===== RECORDS FOR THIS EXERCISE

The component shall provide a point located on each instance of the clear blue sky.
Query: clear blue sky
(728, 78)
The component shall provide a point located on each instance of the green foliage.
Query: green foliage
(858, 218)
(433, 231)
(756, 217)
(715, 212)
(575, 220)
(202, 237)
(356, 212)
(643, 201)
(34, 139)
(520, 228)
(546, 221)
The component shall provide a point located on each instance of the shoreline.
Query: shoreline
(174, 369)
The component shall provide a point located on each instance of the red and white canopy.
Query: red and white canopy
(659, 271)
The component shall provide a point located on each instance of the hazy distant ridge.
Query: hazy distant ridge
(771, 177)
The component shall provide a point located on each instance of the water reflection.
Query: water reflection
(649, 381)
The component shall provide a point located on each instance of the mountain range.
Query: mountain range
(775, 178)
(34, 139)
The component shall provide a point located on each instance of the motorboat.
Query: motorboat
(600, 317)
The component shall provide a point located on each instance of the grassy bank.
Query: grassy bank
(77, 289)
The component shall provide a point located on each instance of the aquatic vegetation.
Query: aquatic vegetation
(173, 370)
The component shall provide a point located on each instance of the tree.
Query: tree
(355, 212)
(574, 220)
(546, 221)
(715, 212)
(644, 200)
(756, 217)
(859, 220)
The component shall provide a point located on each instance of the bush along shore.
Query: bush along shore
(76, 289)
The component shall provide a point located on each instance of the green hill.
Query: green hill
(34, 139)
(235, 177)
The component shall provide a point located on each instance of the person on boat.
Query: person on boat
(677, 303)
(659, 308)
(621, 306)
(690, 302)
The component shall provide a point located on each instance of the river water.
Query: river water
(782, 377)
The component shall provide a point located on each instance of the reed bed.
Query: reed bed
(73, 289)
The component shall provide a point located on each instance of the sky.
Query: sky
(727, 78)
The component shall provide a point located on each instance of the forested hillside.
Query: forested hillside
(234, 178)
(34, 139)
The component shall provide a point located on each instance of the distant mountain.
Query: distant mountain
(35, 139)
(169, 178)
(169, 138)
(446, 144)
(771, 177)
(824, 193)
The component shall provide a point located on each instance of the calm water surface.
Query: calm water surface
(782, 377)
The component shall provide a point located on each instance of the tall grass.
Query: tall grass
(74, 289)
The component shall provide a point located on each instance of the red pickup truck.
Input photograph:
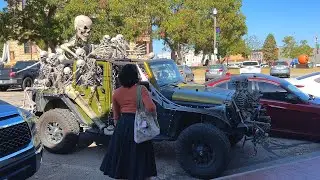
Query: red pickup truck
(9, 76)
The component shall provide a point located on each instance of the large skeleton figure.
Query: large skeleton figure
(82, 25)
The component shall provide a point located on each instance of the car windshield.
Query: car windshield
(166, 72)
(217, 66)
(250, 63)
(308, 75)
(292, 88)
(280, 63)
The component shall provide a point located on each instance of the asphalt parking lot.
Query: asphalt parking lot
(84, 163)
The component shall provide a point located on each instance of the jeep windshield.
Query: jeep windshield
(166, 72)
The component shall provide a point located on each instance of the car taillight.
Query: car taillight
(299, 86)
(12, 74)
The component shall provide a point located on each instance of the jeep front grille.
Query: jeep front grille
(14, 138)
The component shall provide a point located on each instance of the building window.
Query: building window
(27, 47)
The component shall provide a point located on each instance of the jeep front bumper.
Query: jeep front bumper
(23, 165)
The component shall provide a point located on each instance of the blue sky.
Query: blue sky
(300, 18)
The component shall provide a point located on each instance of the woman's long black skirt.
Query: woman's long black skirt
(125, 159)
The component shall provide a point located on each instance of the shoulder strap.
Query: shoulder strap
(139, 97)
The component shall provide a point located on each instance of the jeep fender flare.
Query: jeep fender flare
(47, 102)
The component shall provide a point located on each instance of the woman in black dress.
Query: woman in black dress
(126, 159)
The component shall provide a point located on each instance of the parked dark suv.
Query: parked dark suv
(20, 146)
(13, 77)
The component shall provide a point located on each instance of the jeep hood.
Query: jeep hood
(197, 93)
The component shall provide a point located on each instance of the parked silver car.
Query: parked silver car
(216, 71)
(280, 69)
(186, 73)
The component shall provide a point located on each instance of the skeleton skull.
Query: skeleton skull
(113, 40)
(81, 53)
(61, 58)
(43, 56)
(59, 51)
(82, 25)
(106, 38)
(119, 37)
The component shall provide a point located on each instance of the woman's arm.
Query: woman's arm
(147, 100)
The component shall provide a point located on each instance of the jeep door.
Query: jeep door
(290, 117)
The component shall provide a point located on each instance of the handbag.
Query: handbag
(146, 125)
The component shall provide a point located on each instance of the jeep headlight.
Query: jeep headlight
(31, 120)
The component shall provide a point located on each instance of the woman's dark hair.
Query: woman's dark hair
(129, 76)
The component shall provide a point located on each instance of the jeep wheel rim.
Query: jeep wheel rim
(54, 133)
(203, 155)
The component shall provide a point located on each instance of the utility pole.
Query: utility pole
(215, 50)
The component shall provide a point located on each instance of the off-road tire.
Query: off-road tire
(70, 128)
(27, 82)
(211, 136)
(4, 88)
(234, 139)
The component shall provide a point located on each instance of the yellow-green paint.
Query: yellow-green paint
(103, 98)
(150, 74)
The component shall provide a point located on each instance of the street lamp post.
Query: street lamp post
(215, 50)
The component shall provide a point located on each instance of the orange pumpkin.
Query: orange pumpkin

==========

* **TASK TO COMPLETE**
Only the text of the records belongs in your answer, repeated exactly; the pictures stay out.

* **ANSWER BELOW**
The component shall provide a point located on each instance of the clear blue sky.
Query: clear blue sky
(728, 78)
The component shall provide a point located on each instance of the green foliage.
Query: green foliage
(858, 218)
(433, 231)
(756, 217)
(715, 212)
(575, 220)
(202, 237)
(356, 212)
(643, 201)
(34, 139)
(520, 228)
(546, 221)
The component shall provide a point located on each instance of the shoreline.
Query: shoreline
(174, 369)
The component shall provide a point located on each instance of the red and white canopy.
Query: red and white canopy
(659, 271)
The component shall provide a point located on each instance of the hazy distant ridge.
Query: hazy distant ridge
(771, 177)
The component shall provide a point located on each instance of the water reflection.
Query: water reflection
(649, 381)
The component shall provide a point located on each instance of the mountain range.
Query: mountain range
(775, 178)
(34, 139)
The component shall provide a point located on each instance of the motorboat.
Query: motorboat
(600, 317)
The component shall provide a point located on each instance of the grassy bank.
Query: grassy bank
(77, 289)
The component shall provide a point located on each instance of the aquatic vegetation.
Query: aquatic vegetation
(173, 370)
The component shall provide a point located on each instance of the tree.
Query: tree
(355, 212)
(574, 220)
(546, 221)
(715, 212)
(644, 200)
(756, 217)
(859, 220)
The component shall provide a point located on each instance of the bush along shore.
Query: bush along shore
(76, 289)
The component shall provide a point located on each instance of the green hill.
Query: green hill
(34, 139)
(235, 177)
The component shall provide a point located on each instance of the person on boat.
Query: person on boat
(677, 303)
(659, 308)
(621, 306)
(690, 302)
The component shall provide a point located on each instance of the river water.
Query: river water
(782, 377)
The component shall provide a point located on each instance of the reed bed.
Query: reed bed
(73, 289)
The component shall provide a point located on each instance of the sky.
Query: sky
(727, 78)
The component shall provide a point located on each instance of the forested hillside.
Query: forested hillside
(234, 178)
(34, 139)
The component shall provide a point located on each instance of the distant mountain.
Query: distant mountain
(35, 139)
(169, 178)
(169, 138)
(446, 144)
(771, 177)
(824, 193)
The component shall provide a point located on each instance of the calm water surface.
Query: calm water surface
(782, 377)
The component shall provide a point located on each instance of the tall grass.
Query: tall grass
(74, 289)
The component shall provide a point located on each instance of the red pickup truck.
Input photograph:
Query: red pickup truck
(9, 76)
The component shall provide a point located on each instance of the large skeleton figure.
Query: large skeleton figure
(82, 25)
The component shall provide a point located on each instance of the car windshield.
Query: car windshield
(166, 72)
(217, 66)
(250, 63)
(308, 75)
(292, 88)
(280, 63)
The component shall provide a point located on each instance of the asphalt parking lot.
Query: asphalt parking lot
(84, 163)
The component shall provide a point located on each instance of the jeep windshield.
Query: jeep windshield
(166, 72)
The component shall provide a point located on each instance of the car taillight.
Query: car taillight
(299, 86)
(12, 74)
The component shall provide a point located on each instance of the jeep front grille.
Query: jeep front grille
(14, 138)
The component shall provide a point located on each instance of the building window.
Query: building window
(27, 47)
The component shall provide a point located on each instance of the jeep front bumper.
Query: jeep front bumper
(23, 165)
The component shall provide a point located on each instance of the blue sky.
Query: blue sky
(300, 18)
The component shall provide a point located on each instance of the woman's long black skirt.
Query: woman's long black skirt
(125, 159)
The component shall provide a point located on each instance of the shoulder strap.
Query: shoulder strap
(139, 97)
The component shall provide a point located on each instance of the jeep fender flare.
Query: jeep fender flare
(47, 102)
The component shall provide a point located on each instance of the woman in black dress.
Query: woman in black dress
(126, 159)
The component shall provide a point located on each instance of the parked dark suv.
Query: parked dark suv
(20, 146)
(13, 77)
The component shall provide a point located on each instance of the jeep hood.
Query: jeep hood
(197, 93)
The component shall provide a point located on each instance of the parked silver car.
Query: parked silver car
(216, 71)
(280, 69)
(186, 73)
The component shall provide a point located on each instance of the skeleton skull.
Query: skeleton skull
(113, 40)
(81, 53)
(61, 58)
(43, 56)
(59, 51)
(82, 25)
(106, 38)
(119, 37)
The component shall provide a point located on each instance of the woman's arm.
Query: woman's arm
(147, 100)
The component shall provide a point located on each instance of the jeep door.
Query: jeep door
(290, 117)
The component shall provide a point located on each instance of the handbag.
Query: handbag
(146, 125)
The component shall provide a point located on each instance of the jeep headlight.
Query: jeep headlight
(31, 120)
The component shall provide a point located on each instance of the woman's dark hair.
Query: woman's dark hair
(129, 76)
The component shall provide a point located on each instance of the jeep wheel rim.
Query: jeep wheel rim
(54, 133)
(203, 155)
The component shall provide a point located on each instance of the utility pole.
Query: utility pole
(215, 50)
The component shall provide a point located on each instance of the off-road tire.
Query: off-road tire
(70, 128)
(27, 82)
(211, 136)
(4, 88)
(234, 139)
The component shall provide a point located on each instance of the yellow-green paint.
Query: yellow-green paint
(103, 98)
(150, 74)
The component shall provide a point located on each instance of the street lamp post.
Query: street lamp post
(215, 50)
The component shall provide a point located on each instance of the orange pumpkin.
Query: orange pumpkin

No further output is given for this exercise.